- _Seçilen metin_:
URGN örgütüne ait bir kamp, 1996
İlk görüşmelerin başlamasından sonra ateşkesin dönem dönem kesildiğini ancak bunun görüşmeleri etkilemediğinin altını çizen La Rue, bunun, başarının en önemli etkenlerinden biri olduğunu belirtti.
Ona göre başarıyı sağlayan diğer bir etkense belli bir aşamaya kadarki gizlilikti: “Buralarda konuşulanlar barış anlaşması imzalanıncaya kadar hiçbir şekilde kamuoyuna aktarılmadı.”
La Rue, 1996’da imzalanan son anlaşmadaki maddelerinin çok net olmasının da başarı açısından önemli bir etken olduğunu söytledi.

Guatemala’da 25 Şubat 2024’te Hakikat Komisyonu raporunun yıldönümü için yürüyüşler düzenlendi. Rapora göre 36 yıllık savaşta 200 binden fazla insan öldü ya da kayboldu.
Ancak La Rue, barışı garanti altına alacak reformların gerekliliğini de vurguladı.
Guatemala, günümüzde Latin Amerika coğrafyasında örgütlü suçun ve şiddet olaylarının en yüksek olduğu ülkelerden.
İngiltere’deki London School of Economics’teki Latin Amerika ve Karayipler çalışmaları bölümünde öğretim üyesi Prof. Dr. Jenny Pearce, kıtadaki tüm barış müzakere süreçlerini incelemiş bir isim.
Barışa Giden Yol yazı dizisinde BBC Türkçe‘ye konuşan Pearce savaşın sona ermesiyle ülkede şiddetin sona ermediğini, bu tür deneyimlerde ekonomik kalkınma modellerin değiştirilmesi gerektiğini vurguladı.
La Rue de “Barış anlaşmasından önce kırsal kesimde var olan yoksulluk, anlaşmadan sonra hiç değişmedi. Barış çok önemliydi çünkü askeri operasyonları bitirdi ama gündelik hayattaki ekonomi değişmedi. Örneğin toprak reformu yapılmadı, sosyal hizmetler iyileştirilmedi, sağlık sistemi güçlendirilmedi. Bunlardan dolayı da bazı insanlar hayal kırıklığına uğradı” diyor.

- _Çıkarılan bilgiler_:
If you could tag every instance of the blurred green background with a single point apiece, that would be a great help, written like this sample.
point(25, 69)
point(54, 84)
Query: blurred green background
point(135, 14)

- _Görevler ve alıştırmalar_:
1. Guatemala'daki barış süreciyle ilgili metinde La Rue'nun "Örneğin" diye başlayan cümlesinde saydığı, yapılmayan adımlar nelerdir?
2. Guatemala'daki barış süreciyle ilgili metnin “Ona göre başarıyı” sözlerinden başlayıp “ya da kayboldu.” sözlerine kadar (bunlar da dahil) olan kısmını, “yürüyüşler” yerine “gösteriler” koyarak yeniden yazar mısın?
3. Guatemala'daki barış süreciyle ilgili metni kaldığı yerden sürdürür müsün?

- _Beklenen yanıtlar_:
1.
- Toprak reformu yapılmadı.
- Sosyal hizmetler iyileştirilmedi.
- Sağlık sistemi güçlendirilmedi.

2.
Ona göre başarıyı sağlayan diğer bir etkense belli bir aşamaya kadarki gizlilikti: “Buralarda konuşulanlar barış anlaşması imzalanıncaya kadar hiçbir şekilde kamuoyuna aktarılmadı.”
La Rue, 1996’da imzalanan son anlaşmadaki maddelerinin çok net olmasının da başarı açısından önemli bir etken olduğunu söytledi.

Guatemala’da 25 Şubat 2024’te Hakikat Komisyonu raporunun yıldönümü için gösteriler düzenlendi. Rapora göre 36 yıllık savaşta 200 binden fazla insan öldü ya da kayboldu.

3.
Pearce sürecin sadece elinde silah bulunduranları değil tüm toplumu ilgilendirdiğini belirtiyor ve sivil toplumun sürece katılımına dikkat çekiyor.
Ancak sivil toplum derken burada sınıfsal bir meselenin var olduğunu da özellikle vurguluyor.
Yerlilerin aynı zamanda ülkenin en yoksulları olduğuna dikkat çeken Pearce, sivil toplum kavramının bu yönüyle de ele alınması gerektiğini dile getiriyor.
Kolombiya: Eski şahin siyasetçiye Nobel getiren barış
Latin Amerika ülkesi Kolombiya’da devlet ile solcu örgüt Kolombiya Devrimci Silahlı Güçleri (FARC) arasındaki çatışmaların geçmişi 1940’ların sonuna kadar dayanıyordu.
Yaklaşık 52 yıl devam eden çatışmalar, 2016 yılındaki bir barış anlaşmasıyla son buldu.
Aslında ülkede 1980’lerden 2000’lere kadar çeşitli barış süreci girişimleri oldu ama başarısızlıkla sonuçlandı.
2006 ile 2009 yıllarında savunma bakanlığı yapan, şahin bir lider olarak görülen Juan Manuel Santos 2010’da devlet başkanı olarak iktidara geldi.
Seçim kampanyasında FARC’la mücadele sözü veren Juan Manuel Santos, kısa süre sonra müzakere siyasetine doğru yöneldi.
Kamuoyunda yapılan bazı yorumlara göre yoğunlaşan operasyonlar sonucunda bazı önemli liderlerini kaybeden ve üye sayısı azalan FARC, masaya oturmak zorunda kalmıştı.
Bir diğer yoruma göre ise Santos, sorunun askeri yollarla çözülemeyeceğini kabul etmiş ve ekonomik istikrar için barış sürecini kaçınılmaz görmüştü.
Dönemin Venezuela Devlet Başkanı Hugo Chavez de FARC ve Kolombiya devleti arasında temas sağlanması için aracılık yaptı.
Farklı bölgesel ve küresel aracıların da olduğu görüşmeler bir süre gizli sonra da kamuoyuna açık şekilde sürdürüldü.

Kolombiya eski devlet başkanı Juan Manuel Santos, anlaşmanın ardından Nobel Barış Ödülü’ne layık görüldü.
Bu süreçte ilk olarak FARC, 2012 yılında tek taraflı ateşkes ilan etti.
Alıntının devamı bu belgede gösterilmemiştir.